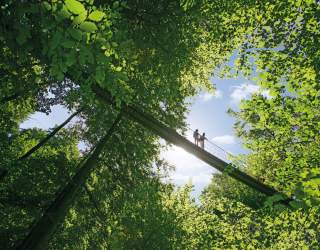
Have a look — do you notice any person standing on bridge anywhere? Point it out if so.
[199,133,208,149]
[193,129,200,146]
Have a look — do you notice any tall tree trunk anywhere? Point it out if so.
[18,109,83,161]
[92,85,292,205]
[0,169,8,181]
[17,113,121,250]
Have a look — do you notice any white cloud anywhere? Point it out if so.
[200,89,223,102]
[230,83,271,103]
[161,146,216,194]
[212,135,236,145]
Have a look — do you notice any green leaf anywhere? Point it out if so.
[42,2,51,10]
[65,0,86,15]
[79,22,98,32]
[62,40,74,49]
[72,11,87,25]
[95,67,105,83]
[89,10,105,22]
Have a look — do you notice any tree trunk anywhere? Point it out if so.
[17,113,121,250]
[92,85,291,204]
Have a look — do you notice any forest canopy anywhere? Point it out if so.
[0,0,320,249]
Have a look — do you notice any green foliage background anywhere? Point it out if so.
[0,0,320,249]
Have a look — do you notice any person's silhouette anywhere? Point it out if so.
[199,133,207,149]
[193,129,200,146]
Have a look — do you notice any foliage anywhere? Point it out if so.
[0,0,320,249]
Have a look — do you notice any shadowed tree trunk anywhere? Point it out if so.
[18,109,83,161]
[92,85,292,205]
[17,113,121,250]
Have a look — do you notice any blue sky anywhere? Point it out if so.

########################################

▶ TASK TO COMPLETE: Repeat every line of the records with "Point it out" switched to "Mark it" and nothing else changed. Leave out the pictures.

▶ OUTPUT OF THE EXERCISE:
Have a look — do you notice any person standing on bridge anywhere? Mark it if so.
[199,133,208,149]
[193,129,200,146]
Have a look — do you notice any tall tree trunk anywhere? Mark it if so.
[18,109,83,161]
[92,85,292,205]
[0,169,8,181]
[17,113,121,250]
Have a look — do you notice any white cloud anywhere? Mark it if so.
[200,89,223,102]
[230,83,271,103]
[161,146,216,194]
[212,135,236,145]
Have a look — do you notice any green leaf anywhere? Mark it if so.
[42,2,51,10]
[65,0,86,15]
[79,22,98,32]
[62,40,74,49]
[72,11,87,25]
[95,67,105,83]
[89,10,105,22]
Have a look — do you notice any tree trunk anywhere? Mark it if so.
[17,113,121,250]
[92,85,291,204]
Have a look — do you notice any forest canopy anywhere? Mark it if so.
[0,0,320,249]
Have a look — do you notice any green foliage background anywhere? Mark it if so.
[0,0,320,249]
Have a look — do you notice any person's silhouette anywhere? Mark it if so.
[199,133,207,149]
[193,129,200,146]
Have a look — do you notice any foliage anywhere? Mark it if so.
[0,0,320,249]
Have a look — do you notice any shadowed tree trunk anywhere? Mark it if so.
[18,109,83,161]
[92,85,292,205]
[17,113,121,250]
Have a look — do you notice any blue sky anywhere? Mark it if so.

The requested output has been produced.